[START Data extract]

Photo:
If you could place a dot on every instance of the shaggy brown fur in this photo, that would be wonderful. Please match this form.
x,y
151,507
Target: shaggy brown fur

[END Data extract]
[START Data extract]

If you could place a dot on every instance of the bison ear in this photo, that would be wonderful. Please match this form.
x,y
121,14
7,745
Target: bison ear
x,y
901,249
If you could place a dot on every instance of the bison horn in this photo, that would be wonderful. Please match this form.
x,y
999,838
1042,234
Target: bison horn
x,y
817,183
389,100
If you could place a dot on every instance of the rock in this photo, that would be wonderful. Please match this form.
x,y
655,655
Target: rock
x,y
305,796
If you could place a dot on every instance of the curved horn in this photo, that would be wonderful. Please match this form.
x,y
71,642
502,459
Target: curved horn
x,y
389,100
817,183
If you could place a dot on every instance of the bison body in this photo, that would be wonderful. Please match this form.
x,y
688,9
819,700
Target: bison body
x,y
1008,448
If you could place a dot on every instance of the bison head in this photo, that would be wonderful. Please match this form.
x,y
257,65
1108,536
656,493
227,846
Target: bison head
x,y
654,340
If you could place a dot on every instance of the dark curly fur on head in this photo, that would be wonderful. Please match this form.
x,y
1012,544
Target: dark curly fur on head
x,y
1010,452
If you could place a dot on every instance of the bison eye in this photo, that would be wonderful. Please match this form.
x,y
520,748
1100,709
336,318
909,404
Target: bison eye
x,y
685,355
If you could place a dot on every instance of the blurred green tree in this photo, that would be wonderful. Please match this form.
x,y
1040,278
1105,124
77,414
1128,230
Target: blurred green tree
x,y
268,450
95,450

[END Data extract]
[START Data extract]

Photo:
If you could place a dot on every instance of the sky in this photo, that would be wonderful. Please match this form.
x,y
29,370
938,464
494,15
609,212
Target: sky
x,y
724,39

[END Data extract]

**Do this**
State how many lines in the records above contain the string "shaggy", treating case as significant. Give only the number.

**Solution for this task**
2